● Selected text
>>>
To be a good Christian, they say, you must not swear, steal, lie, cheat or speak ill of anyone.
Similarly, good Christians abstain from all vices and any kind of excess or extravagance in their lifestyle, believe in the sanctity and exclusivity of marriage, and do not consider abortion as a method of contraception. These are just some of the characteristics of what many people consider to be an ‘impossible’ life.
Is Christianity a straitjacket?
Is Christianity a religion of restrictions? Why are Christians not allowed to do so many things? How can liberty be understood in the context of these prohibitions? My childhood was full of questions, couched in words that would make any child cringe (“The Christian is not allowed to do such-and-such”, “Why aren’t you people allowed to do such-and-such?”), which I received from classmates or playmates.
In The Reason for God, Timothy Keller addresses the issue of freedom in relation to the Christian faith. Chapter 3 counters the view of activist Emma Goldman in The Failure of Christianity that Christianity is a straitjacket. Keller’s approach begins with the definition of truth and community and ends with a description of the cultural adaptability of Christianity.
Is the Christian truth the enemy of freedom?
The opponents of Christianity believe that there is no absolute truth and no fundamental meaning to life. No one has a purpose, but everyone is called to find one. According to the existentialist view of life, we’re not meant to be or to become anyone, but we are obliged to find meaning and purpose. But the assumption of the existence of truth is the assumption of any kind of human coexistence. If there were no objective truth, not even the assertion that everything is relative could be true, nor could the assertion that there is no truth be considered true. So truth is inevitable.
However, when truth is defined in the Christian paradigm as absolute truth, it becomes the enemy of freedom in the eyes of the disputants. To live according to what God says, they assert, is to lose one’s personality in order to conform to the narrow-mindedness of an absolute truth. Instead, say Christianity’s challengers, in order to have a fully free personality we must live for ourselves and for our own sake, not for God and for His sake.
When we speak of living for and in accordance with a certain will, we are referring to authority. A person’s role, power, age, and abilities give them the authority to lead. If there is an implicit hierarchy in any system, it is even more so in the relationship between us and God. The idea of God implies sovereignty, God’s right to rule. What puzzles the opponents of Christianity is the claim of Christians to see their religion as one of freedom. If we are free, why should we obey God? Because He wants us to? And why does God want us to live in one way or another? Because He can rule us and He likes it that way?
<<<
● Supplied records
>>>
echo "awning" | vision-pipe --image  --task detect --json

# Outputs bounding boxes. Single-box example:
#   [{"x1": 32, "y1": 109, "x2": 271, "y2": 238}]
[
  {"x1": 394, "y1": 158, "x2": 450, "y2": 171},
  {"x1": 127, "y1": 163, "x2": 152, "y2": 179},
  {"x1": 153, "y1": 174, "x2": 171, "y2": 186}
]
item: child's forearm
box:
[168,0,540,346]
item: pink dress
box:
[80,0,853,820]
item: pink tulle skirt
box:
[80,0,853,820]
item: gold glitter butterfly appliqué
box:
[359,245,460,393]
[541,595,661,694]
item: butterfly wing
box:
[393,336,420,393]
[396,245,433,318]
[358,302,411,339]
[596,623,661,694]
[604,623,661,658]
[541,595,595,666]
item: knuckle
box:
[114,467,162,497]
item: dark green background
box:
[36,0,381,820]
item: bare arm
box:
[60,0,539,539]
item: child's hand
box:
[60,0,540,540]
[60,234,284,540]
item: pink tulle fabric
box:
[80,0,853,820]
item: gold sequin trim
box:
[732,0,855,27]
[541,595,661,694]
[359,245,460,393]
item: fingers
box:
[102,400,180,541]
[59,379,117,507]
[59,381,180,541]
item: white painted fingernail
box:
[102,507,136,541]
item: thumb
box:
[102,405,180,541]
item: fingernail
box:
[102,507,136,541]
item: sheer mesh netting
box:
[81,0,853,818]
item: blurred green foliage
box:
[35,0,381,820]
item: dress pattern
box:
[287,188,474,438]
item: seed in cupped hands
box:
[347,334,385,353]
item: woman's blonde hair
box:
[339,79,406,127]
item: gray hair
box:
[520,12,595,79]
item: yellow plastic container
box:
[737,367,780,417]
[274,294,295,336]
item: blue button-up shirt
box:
<<<
● To-do list
1. Please retype the passage on Christianity and freedom, starting with "When we speak" and going on through "it that way?".
2. Answer these questions from the passage on Christianity and freedom:
(a) In which work does Emma Goldman hold that Christianity is a straitjacket?
(b) What do good Christians believe about marriage?
(c) What gives a person the authority to lead?
These rows have no connection to the passage on Christianity and freedom.

● Answers to the problems
1.
When we speak of living for and in accordance with a certain will, we are referring to authority. A person’s role, power, age, and abilities give them the authority to lead. If there is an implicit hierarchy in any system, it is even more so in the relationship between us and God. The idea of God implies sovereignty, God’s right to rule. What puzzles the opponents of Christianity is the claim of Christians to see their religion as one of freedom. If we are free, why should we obey God? Because He wants us to? And why does God want us to live in one way or another? Because He can rule us and He likes it that way?

2.
(a) The Failure of Christianity
(b) They believe in its sanctity and exclusivity.
(c) Their role, power, age, and abilities